Short problem:
Show each line of the items below that contains the word "flag".

(Location annotation dataset excerpts)
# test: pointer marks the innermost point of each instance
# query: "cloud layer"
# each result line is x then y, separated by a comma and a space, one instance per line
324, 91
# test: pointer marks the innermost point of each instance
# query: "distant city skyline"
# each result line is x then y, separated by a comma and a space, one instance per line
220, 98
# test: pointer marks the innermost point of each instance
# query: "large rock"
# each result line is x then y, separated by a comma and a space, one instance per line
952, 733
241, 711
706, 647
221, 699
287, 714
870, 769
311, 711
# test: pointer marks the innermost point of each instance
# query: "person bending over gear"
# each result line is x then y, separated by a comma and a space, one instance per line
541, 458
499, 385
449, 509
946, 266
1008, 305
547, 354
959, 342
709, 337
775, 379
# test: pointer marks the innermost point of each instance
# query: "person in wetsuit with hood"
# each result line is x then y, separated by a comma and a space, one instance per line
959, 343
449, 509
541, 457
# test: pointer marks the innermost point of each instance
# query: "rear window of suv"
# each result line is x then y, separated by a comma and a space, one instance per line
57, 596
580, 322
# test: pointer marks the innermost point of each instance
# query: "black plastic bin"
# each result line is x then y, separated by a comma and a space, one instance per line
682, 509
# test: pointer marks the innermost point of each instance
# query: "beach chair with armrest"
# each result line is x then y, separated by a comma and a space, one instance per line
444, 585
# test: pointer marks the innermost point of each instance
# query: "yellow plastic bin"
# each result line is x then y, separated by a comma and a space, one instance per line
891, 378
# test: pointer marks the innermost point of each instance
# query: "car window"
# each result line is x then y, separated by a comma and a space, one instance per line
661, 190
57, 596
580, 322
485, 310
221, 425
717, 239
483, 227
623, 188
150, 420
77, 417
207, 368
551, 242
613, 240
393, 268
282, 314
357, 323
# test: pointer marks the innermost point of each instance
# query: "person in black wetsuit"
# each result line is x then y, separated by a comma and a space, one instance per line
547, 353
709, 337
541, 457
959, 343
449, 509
---
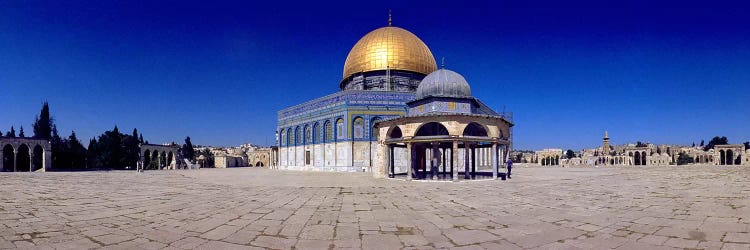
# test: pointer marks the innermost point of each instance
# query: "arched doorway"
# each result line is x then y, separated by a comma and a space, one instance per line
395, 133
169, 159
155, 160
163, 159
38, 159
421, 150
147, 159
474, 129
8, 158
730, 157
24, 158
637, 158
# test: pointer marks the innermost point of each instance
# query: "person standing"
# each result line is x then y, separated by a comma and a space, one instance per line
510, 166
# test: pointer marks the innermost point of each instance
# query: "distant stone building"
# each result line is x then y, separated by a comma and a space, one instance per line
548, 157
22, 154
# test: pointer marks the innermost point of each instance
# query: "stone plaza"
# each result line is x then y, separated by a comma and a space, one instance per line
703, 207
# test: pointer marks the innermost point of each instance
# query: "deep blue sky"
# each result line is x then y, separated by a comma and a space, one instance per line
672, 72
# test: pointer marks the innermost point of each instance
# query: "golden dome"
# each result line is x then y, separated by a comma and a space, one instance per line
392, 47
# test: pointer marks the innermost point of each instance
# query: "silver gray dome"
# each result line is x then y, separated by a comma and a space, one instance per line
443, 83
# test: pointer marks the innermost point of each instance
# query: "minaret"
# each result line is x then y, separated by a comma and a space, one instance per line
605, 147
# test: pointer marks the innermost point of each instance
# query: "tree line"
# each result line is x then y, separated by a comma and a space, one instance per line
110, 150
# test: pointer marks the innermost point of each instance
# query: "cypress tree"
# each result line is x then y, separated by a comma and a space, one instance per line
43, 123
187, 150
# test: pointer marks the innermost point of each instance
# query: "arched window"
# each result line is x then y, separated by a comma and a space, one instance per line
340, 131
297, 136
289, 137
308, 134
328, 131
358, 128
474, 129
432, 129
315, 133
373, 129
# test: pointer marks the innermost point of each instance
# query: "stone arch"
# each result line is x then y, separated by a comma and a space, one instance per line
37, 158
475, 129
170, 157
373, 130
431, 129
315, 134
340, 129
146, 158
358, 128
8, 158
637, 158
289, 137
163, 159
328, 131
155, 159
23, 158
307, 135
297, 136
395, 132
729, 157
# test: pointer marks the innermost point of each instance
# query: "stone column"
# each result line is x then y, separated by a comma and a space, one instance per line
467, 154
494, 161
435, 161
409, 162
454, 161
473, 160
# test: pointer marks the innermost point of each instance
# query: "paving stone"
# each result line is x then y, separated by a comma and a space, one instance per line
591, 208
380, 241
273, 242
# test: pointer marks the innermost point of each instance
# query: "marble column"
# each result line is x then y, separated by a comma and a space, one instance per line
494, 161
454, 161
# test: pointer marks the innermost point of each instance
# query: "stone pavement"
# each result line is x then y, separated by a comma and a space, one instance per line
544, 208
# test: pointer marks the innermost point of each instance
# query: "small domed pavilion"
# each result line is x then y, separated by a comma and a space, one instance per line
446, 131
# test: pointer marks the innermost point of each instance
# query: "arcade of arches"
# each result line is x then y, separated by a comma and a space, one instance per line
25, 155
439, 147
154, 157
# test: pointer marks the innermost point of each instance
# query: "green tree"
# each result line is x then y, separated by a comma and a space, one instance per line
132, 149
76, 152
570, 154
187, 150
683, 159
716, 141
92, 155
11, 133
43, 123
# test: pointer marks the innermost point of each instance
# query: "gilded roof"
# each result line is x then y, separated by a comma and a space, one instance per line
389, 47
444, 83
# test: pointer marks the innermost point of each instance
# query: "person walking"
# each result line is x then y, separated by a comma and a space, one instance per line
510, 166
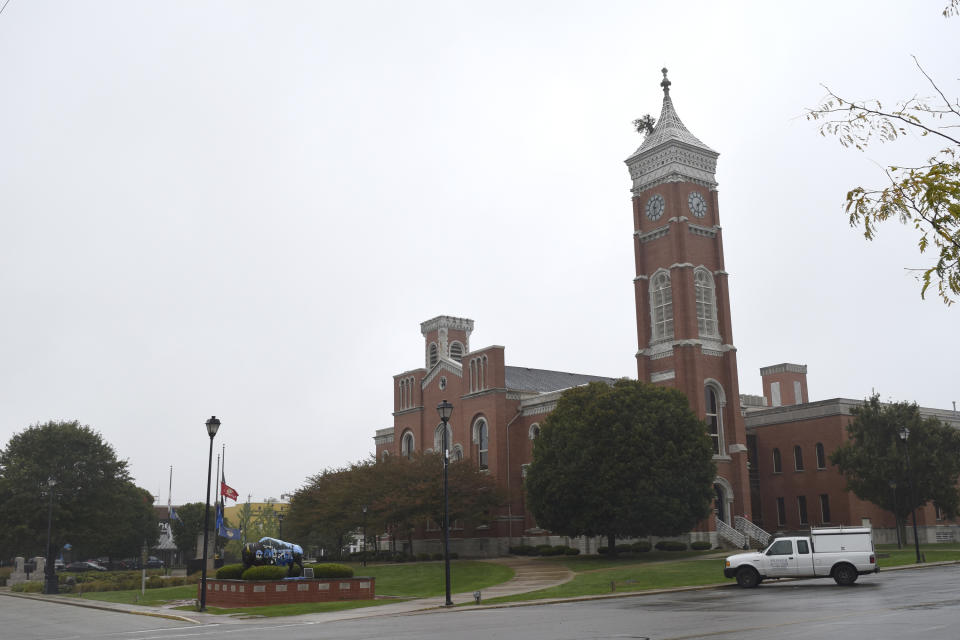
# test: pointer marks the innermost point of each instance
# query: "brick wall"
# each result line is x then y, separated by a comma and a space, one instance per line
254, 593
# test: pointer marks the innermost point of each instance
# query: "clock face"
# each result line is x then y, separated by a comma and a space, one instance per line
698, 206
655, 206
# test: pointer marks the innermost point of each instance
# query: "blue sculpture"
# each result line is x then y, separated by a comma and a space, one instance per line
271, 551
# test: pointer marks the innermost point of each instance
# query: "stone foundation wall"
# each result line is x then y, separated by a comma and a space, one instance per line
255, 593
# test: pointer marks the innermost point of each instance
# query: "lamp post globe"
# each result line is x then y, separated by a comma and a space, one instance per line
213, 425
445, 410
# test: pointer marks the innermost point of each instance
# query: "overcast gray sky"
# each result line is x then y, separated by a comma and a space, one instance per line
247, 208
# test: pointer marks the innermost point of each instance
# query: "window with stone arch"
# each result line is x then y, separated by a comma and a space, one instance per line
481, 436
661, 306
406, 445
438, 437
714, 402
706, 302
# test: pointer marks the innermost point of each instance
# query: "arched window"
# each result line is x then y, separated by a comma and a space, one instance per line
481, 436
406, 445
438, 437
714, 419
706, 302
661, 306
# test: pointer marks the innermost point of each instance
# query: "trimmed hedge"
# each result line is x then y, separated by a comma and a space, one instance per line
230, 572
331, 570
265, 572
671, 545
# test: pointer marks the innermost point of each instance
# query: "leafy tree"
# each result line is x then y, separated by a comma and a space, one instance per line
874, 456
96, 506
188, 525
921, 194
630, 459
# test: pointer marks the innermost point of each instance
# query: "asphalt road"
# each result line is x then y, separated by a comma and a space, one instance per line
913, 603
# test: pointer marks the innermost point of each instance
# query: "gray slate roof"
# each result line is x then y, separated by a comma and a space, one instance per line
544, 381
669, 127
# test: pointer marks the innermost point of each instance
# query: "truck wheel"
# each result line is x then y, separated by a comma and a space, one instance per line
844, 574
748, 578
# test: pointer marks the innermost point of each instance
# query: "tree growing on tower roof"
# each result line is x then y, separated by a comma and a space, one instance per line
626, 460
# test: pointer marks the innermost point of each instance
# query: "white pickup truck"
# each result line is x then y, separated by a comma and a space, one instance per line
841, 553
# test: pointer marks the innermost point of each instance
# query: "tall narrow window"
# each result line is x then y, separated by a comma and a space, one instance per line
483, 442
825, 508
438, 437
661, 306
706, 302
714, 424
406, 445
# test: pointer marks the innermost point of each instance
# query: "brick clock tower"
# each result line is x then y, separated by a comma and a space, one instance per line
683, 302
* * *
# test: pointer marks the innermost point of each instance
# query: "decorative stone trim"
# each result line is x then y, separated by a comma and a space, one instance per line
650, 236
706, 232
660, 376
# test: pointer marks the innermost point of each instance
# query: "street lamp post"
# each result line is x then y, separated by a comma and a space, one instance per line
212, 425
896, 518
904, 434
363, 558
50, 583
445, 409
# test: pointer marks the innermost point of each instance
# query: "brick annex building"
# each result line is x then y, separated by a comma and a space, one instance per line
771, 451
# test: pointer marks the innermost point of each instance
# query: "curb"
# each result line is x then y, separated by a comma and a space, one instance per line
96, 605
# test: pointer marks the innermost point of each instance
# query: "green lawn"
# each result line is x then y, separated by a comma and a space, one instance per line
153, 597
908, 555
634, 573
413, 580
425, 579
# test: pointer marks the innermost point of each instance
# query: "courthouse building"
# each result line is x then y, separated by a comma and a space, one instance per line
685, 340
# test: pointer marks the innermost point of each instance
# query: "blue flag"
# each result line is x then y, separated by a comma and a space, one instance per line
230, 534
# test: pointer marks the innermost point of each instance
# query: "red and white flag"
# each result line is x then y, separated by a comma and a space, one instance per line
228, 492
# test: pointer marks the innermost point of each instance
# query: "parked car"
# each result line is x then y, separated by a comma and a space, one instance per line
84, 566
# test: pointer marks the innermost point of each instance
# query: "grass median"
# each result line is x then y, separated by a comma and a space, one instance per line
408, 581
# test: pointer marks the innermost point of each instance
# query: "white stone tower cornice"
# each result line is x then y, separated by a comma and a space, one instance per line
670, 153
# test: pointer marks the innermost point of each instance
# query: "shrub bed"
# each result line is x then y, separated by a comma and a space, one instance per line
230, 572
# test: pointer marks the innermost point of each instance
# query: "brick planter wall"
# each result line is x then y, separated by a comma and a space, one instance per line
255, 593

Completed task:
# query: "blue flag"
# query: "red and white flag"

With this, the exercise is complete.